◆ **SELECTED PASSAGE**
Associations between TIN and poor patient survival
Patients with sTIN tumors (Figure 4A) had significantly reduced survival compared to the patients not characterized with preferential exon inclusion or exclusion. The 10-year disease-specific survival rates were 17 and 56%, respectively (P = 0.001 by log rank test for equality of survival distributions; Figure 4B; HR = 3.2; 95% CI, 1.5 to 6.5). Either variant of sTIN, preferential exon inclusion or exclusion, was associated with poor patient survival (non-significant association for exon inclusion; Table S4 in Additional file 2). Similar results were found when applying different stratification thresholds for preferential exon inclusion and/or skipping (Table S4 in Additional file 2). Also when analyzing for disease-free survival, patients with sTIN cancers had a significantly reduced survival rate (HR = 2.9; 95% CI, 1.4 to 6.0; P = 0.002).

(Stored data)

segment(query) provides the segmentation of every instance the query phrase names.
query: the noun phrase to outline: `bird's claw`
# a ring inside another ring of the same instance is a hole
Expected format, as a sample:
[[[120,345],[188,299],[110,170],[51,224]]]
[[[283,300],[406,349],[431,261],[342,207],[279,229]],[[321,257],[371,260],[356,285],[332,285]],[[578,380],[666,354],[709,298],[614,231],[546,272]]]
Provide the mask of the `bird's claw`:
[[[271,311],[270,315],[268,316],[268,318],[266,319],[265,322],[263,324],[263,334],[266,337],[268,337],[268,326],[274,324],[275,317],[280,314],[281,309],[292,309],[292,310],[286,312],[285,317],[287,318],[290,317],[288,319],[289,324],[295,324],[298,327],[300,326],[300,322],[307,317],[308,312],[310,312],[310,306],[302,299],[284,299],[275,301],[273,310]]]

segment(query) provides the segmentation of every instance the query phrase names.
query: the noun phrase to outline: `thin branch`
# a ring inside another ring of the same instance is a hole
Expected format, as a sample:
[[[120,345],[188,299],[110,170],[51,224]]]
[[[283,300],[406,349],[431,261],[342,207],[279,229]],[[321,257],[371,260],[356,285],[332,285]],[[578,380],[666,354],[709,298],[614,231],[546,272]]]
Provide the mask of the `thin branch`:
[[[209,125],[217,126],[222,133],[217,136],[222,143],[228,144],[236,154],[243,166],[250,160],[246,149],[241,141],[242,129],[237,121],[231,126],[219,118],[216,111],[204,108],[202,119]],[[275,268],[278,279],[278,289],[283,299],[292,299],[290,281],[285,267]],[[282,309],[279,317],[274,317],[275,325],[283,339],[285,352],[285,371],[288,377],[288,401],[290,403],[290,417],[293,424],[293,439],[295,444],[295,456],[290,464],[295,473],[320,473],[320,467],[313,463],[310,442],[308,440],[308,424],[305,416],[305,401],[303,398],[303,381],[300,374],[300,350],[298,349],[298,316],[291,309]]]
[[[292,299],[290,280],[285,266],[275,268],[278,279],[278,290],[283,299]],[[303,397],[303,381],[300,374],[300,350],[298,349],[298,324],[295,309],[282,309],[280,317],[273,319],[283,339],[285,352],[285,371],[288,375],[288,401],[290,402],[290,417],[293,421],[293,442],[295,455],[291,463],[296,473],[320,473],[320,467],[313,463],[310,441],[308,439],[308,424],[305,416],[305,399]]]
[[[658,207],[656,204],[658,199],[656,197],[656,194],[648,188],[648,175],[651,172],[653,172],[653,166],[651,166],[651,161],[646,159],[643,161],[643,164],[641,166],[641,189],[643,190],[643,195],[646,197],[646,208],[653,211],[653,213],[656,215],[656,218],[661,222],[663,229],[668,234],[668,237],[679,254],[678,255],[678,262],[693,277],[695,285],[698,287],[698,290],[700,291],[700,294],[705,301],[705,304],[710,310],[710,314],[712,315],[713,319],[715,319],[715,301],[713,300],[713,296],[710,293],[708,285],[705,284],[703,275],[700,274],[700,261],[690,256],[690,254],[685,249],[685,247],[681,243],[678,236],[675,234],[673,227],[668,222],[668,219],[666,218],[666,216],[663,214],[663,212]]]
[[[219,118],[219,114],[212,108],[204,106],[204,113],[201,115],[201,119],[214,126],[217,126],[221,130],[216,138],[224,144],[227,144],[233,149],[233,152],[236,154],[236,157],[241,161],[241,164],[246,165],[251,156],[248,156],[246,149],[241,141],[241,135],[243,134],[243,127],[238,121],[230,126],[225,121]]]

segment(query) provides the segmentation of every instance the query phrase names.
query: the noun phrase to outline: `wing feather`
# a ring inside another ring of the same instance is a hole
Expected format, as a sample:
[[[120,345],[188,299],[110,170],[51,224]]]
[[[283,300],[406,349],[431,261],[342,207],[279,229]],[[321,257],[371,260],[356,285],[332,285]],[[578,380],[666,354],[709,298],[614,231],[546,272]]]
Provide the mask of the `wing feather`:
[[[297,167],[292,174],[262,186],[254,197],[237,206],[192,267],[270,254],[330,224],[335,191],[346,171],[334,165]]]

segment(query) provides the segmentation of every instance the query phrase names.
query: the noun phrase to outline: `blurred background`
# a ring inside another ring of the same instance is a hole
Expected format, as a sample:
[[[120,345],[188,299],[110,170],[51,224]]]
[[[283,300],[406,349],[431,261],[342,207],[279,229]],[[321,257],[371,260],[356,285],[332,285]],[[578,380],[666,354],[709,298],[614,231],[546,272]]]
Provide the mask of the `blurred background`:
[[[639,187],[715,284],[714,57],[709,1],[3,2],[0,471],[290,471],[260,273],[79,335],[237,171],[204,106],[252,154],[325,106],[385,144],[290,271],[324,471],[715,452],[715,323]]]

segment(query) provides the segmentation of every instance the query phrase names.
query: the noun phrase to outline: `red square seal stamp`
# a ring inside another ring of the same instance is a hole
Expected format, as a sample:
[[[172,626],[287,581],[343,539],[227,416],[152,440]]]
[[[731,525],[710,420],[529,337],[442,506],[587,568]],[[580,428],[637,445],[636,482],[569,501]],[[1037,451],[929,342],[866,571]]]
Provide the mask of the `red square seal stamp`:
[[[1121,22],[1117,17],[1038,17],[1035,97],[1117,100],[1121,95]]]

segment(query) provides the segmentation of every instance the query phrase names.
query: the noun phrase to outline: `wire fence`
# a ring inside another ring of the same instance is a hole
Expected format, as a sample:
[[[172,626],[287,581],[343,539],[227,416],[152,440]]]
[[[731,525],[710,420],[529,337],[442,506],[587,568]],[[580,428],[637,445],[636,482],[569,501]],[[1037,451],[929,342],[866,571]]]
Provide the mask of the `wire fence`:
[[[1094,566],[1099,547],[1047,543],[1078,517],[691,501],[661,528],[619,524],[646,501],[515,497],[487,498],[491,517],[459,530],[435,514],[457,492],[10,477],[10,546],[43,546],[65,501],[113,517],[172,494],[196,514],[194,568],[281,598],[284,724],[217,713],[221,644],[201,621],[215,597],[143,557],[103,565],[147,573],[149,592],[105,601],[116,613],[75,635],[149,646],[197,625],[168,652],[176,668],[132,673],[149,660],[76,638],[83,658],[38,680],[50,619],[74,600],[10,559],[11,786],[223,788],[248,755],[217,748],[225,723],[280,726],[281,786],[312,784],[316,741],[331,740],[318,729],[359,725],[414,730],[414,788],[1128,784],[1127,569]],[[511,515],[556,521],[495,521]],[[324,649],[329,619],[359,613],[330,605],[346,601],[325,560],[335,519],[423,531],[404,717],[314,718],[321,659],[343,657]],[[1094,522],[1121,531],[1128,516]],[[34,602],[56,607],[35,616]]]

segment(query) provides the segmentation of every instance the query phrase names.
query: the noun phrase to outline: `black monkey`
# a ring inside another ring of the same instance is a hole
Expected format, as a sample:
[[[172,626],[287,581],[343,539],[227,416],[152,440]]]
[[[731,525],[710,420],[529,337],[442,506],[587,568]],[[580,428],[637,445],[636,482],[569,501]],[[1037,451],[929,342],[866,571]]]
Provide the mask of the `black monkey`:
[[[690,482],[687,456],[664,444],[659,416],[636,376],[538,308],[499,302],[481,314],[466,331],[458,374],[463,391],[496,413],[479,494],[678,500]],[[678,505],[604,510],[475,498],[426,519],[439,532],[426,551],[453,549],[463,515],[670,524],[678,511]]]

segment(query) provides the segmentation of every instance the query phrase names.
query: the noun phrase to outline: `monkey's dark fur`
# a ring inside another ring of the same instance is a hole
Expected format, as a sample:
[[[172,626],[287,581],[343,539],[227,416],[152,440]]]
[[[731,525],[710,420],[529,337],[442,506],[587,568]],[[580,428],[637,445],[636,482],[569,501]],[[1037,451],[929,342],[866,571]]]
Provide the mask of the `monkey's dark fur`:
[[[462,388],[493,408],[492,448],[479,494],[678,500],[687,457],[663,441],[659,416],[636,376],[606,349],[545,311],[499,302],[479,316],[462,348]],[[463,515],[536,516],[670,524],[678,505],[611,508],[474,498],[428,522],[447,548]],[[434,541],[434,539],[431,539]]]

◆ **YOUR TASKS**
1. In the passage on TIN and patient survival, what were the 10-year disease-specific survival rates for patients with sTIN tumors and for the comparison patients?
2. Carry the passage on TIN and poor patient survival forward from its last sentence.
The data above are separate from the passage on TIN and patient survival.

◆ **ANSWERS BY ITEM NUMBER**
1. 17% for patients with sTIN tumors and 56% for the comparison patients.

2.
In a multivariate model including tumor stage, MSI status, patient age and gender, as well as tumor location, sTIN was the strongest independent prognostic predictor (HR = 3.5; 95% CI, 1.5 to 8.3; P = 0.004). Among the other variables, only tumor stage showed significant associations with patient prognosis in this model.
Patients whose tumors were characterized by oTIN had a slightly poorer survival rate than patients with average amounts of deviating exon usage, although this finding was not significant (Table S5A in Additional file 2). However, patients with either sTIN or oTIN cancers (n = 24) had significantly poorer survival than patients with TIN-negative cancers (HR = 2.1; 95% CI 1.1 to 3.9; P = 0.02). This difference was significant also in a multivariate model including tumor stage, MSI status, patient age and gender, as well as tumor location (HR = 3.2; 95% CI, 1.5 to 6.7; P = 0.002). Two patients had tumors with overlapping subtypes of TIN, that is, characterized by both sTIN and oTIN. These patients died from metastatic disease 0.8 and 4.3 years after surgical removal of their primary tumor.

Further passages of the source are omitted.